So they shouted from the taxi and we yelled, ‘Hey, hey, give us a lift, give us a lift,’ and we bummed a lift off them. So there were the four of us sitting in a taxi and I think Mick said, ‘Hey, we’re recording. Got any songs?’ And we said, ‘Aaaah, yes, sure, we got one. How about Ringo’s song? You could do it as a single.’
Paul McCartney
Many Years From Now, Barry Miles

John Lennon recalled completing it with McCartney in front of Mick Jagger and Keith Richards, who were impressed enough to begin songwriting themselves shortly afterwards.

Required work.
(1) List every person named in the last paragraph of the taxi recollection.
(2) What book title appears alongside Barry Miles in the taxi recollection?
(3) Continue the taxi recollection from the point where it stops.
The records that follow come from a different source than the taxi recollection.

Data extract.
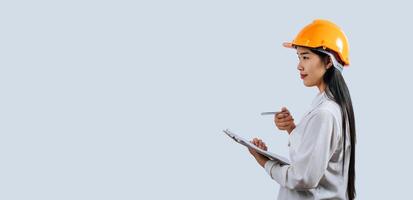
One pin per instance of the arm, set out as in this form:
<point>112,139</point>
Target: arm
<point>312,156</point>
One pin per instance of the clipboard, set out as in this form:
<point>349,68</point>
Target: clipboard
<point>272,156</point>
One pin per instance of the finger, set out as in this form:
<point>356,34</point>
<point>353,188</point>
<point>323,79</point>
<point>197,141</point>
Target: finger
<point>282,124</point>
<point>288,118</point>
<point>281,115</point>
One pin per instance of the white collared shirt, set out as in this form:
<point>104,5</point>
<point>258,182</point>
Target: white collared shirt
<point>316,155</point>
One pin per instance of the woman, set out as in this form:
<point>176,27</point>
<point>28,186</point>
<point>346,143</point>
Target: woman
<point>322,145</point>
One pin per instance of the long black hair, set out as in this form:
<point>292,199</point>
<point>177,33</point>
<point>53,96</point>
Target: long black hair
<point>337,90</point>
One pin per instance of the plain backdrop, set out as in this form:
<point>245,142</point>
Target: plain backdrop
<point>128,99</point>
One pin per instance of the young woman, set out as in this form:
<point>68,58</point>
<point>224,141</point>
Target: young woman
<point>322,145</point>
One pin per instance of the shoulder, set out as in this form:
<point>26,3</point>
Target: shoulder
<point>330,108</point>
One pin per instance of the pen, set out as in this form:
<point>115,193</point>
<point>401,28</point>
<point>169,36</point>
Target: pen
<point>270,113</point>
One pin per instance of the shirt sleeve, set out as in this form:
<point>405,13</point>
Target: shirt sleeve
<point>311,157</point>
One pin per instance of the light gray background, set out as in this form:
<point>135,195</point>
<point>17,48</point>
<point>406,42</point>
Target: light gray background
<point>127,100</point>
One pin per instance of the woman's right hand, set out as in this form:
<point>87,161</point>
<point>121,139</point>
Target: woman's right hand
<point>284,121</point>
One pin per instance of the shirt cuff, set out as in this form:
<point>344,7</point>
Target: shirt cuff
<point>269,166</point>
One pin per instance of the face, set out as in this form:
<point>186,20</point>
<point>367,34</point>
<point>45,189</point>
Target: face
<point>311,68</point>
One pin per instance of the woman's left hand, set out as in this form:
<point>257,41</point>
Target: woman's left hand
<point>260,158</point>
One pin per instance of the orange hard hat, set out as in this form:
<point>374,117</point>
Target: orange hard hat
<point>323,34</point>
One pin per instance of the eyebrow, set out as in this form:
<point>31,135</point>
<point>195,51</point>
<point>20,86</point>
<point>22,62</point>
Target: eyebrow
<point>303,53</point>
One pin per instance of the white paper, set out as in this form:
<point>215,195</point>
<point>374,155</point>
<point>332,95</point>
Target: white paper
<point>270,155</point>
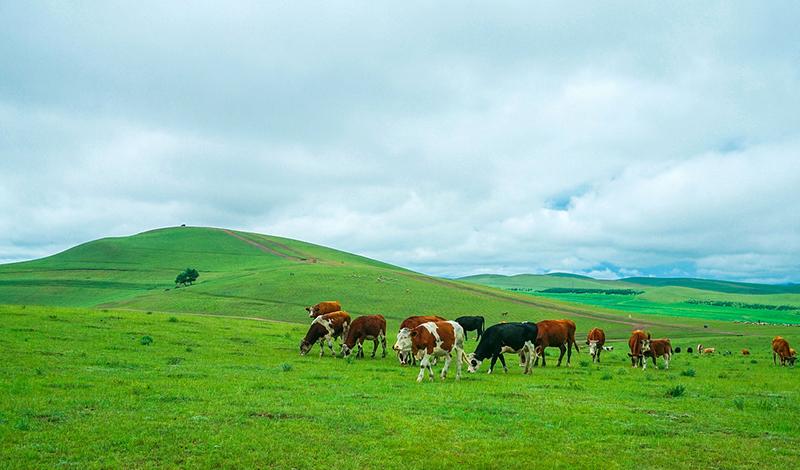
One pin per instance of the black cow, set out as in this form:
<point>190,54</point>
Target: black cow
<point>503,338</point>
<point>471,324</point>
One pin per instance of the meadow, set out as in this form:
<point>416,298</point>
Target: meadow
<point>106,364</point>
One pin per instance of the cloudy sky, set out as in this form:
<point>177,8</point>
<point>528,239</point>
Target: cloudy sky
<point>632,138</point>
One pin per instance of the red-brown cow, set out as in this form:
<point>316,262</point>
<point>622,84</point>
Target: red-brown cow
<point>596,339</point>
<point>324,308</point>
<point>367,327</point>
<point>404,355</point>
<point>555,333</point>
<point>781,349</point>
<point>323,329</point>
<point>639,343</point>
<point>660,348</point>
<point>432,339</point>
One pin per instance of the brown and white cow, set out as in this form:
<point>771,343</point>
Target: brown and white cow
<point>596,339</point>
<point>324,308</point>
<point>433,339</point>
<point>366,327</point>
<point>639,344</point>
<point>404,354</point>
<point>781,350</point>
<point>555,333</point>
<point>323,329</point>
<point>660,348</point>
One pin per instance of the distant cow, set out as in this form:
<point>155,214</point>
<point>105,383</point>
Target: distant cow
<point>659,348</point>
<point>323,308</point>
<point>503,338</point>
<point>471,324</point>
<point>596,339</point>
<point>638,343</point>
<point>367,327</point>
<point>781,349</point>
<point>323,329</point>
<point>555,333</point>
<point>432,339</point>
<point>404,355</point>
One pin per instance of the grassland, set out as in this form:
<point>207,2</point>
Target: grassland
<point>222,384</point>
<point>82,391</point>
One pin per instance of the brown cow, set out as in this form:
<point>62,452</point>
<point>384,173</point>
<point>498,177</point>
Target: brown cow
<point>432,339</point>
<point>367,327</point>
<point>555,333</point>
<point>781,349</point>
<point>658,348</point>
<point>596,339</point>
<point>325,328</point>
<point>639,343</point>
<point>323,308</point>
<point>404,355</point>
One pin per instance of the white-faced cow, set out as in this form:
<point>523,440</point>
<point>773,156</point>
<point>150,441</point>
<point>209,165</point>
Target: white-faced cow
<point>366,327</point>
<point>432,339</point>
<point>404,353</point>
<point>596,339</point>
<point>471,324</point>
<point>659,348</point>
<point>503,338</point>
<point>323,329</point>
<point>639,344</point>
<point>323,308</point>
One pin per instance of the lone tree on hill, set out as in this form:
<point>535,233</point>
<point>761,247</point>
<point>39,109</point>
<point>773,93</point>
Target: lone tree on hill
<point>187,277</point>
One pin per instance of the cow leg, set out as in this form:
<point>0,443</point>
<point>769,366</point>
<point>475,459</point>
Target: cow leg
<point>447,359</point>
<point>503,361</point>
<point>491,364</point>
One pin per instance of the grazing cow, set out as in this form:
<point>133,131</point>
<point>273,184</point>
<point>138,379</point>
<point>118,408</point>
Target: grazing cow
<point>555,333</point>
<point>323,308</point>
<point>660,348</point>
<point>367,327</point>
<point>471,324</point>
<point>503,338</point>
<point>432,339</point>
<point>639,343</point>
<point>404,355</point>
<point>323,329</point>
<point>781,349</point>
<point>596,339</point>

Exercise answers.
(1) John Lennon, McCartney, Mick Jagger, Keith Richards

(2) Many Years From Now

(3)
‘I Wanna Be Your Man’ was a kind of lick Paul had: ‘I want to be your lover, baby. I want to be your man.’ I think we finished it off for the Stones… yeah, we were taken down to meet the Stones at the club where they were playing in Richmond by Brian and some other guy. They wanted a song and we went to see them to see what kind of stuff they did. Mick and Keith had heard that we had an unfinished song – Paul just had this bit and we needed another verse or something. We sort of played it roughly to them and they said, ‘Yeah, OK, that’s our style.’ So Paul and I just went off in the corner of the room and finished the song off while they were all still there talking. We came back and that’s how Mick and Keith got inspired to write, because, ‘Jesus, look at that. They just went in the corner and wrote it and came back!’ Right in front of their eyes we did it.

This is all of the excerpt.